→ **Text for analysis**
·····

Negotiations between the UK and European Union over a post-Brexit trade deal will resume on Sunday, as both sides try to salvage an accord following a crisis call between their respective leaders.
With a deal hanging in the balance, here's a summary of what's at stake if the talks fail.
If no agreement is reached, it would be a hammer blow for businesses and consumers on both sides. Decades of free movement of goods, services, people and capital would come to an abrupt end when Britain leaves the EU's single market and customs union on December 31.
Companies would face tariffs, quotas and potential chaos as they move goods across the border, finance firms in the City of London would lose their passport to offer services across the EU, and consumers would see their rights to live and stay on the other side of the English Channel curtailed.
Even taking a pet dog to the continent would become more difficult.
The Economic Hit
Without a trade deal, the UK economy would suffer a near-term shock of around 1.5% of GDP, according to Bloomberg Economics. The Office for Budget Responsibility, Britain's independent spending watchdog, forecasts a 2% GDP decline.

·····

→ **Dataset**
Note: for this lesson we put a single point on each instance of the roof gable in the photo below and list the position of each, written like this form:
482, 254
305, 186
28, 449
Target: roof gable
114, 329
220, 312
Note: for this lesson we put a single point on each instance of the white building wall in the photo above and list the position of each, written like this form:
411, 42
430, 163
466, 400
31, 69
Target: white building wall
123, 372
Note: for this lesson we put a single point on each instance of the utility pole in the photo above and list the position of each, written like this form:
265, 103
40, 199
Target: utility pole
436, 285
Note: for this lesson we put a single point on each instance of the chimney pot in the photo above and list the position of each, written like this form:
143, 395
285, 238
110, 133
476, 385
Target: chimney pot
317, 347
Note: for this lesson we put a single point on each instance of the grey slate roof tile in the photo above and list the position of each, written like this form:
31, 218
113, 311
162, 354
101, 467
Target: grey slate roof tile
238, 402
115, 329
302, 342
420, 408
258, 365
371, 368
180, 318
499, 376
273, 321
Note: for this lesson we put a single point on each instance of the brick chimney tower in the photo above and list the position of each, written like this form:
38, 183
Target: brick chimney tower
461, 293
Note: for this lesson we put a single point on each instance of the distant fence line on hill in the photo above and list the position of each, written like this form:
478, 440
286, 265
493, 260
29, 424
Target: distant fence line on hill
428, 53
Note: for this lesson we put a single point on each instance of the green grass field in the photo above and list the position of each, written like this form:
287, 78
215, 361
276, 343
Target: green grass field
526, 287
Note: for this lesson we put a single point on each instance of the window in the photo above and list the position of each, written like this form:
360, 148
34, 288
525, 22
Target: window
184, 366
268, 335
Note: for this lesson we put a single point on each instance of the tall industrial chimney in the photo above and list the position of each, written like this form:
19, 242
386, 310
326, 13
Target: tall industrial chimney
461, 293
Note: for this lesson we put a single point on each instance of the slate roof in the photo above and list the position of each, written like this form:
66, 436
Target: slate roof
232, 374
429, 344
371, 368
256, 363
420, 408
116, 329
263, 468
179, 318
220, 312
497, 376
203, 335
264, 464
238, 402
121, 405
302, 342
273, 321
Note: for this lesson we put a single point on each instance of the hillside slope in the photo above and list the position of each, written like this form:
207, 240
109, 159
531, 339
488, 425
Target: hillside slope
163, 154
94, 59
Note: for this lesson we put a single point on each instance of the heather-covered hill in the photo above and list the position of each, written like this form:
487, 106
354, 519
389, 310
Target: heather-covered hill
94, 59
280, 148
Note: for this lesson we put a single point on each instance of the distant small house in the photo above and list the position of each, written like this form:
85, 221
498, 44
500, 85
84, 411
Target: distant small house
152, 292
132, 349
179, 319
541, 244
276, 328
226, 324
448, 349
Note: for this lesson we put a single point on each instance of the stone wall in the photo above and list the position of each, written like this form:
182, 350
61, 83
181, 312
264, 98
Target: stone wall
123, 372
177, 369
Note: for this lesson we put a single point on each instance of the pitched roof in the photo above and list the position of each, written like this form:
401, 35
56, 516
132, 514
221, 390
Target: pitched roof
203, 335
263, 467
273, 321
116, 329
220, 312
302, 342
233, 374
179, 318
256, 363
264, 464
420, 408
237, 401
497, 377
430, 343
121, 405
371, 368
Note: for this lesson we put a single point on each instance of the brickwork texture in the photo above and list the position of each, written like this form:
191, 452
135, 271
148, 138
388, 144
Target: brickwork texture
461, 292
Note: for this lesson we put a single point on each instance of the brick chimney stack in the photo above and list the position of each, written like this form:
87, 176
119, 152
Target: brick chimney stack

·····

→ **Problem requirements**
From the text on the post-Brexit trade talks, copy out word for word the passage from "Companies would face" to "English Channel curtailed.".

→ **Answer space**
Companies would face tariffs, quotas and potential chaos as they move goods across the border, finance firms in the City of London would lose their passport to offer services across the EU, and consumers would see their rights to live and stay on the other side of the English Channel curtailed.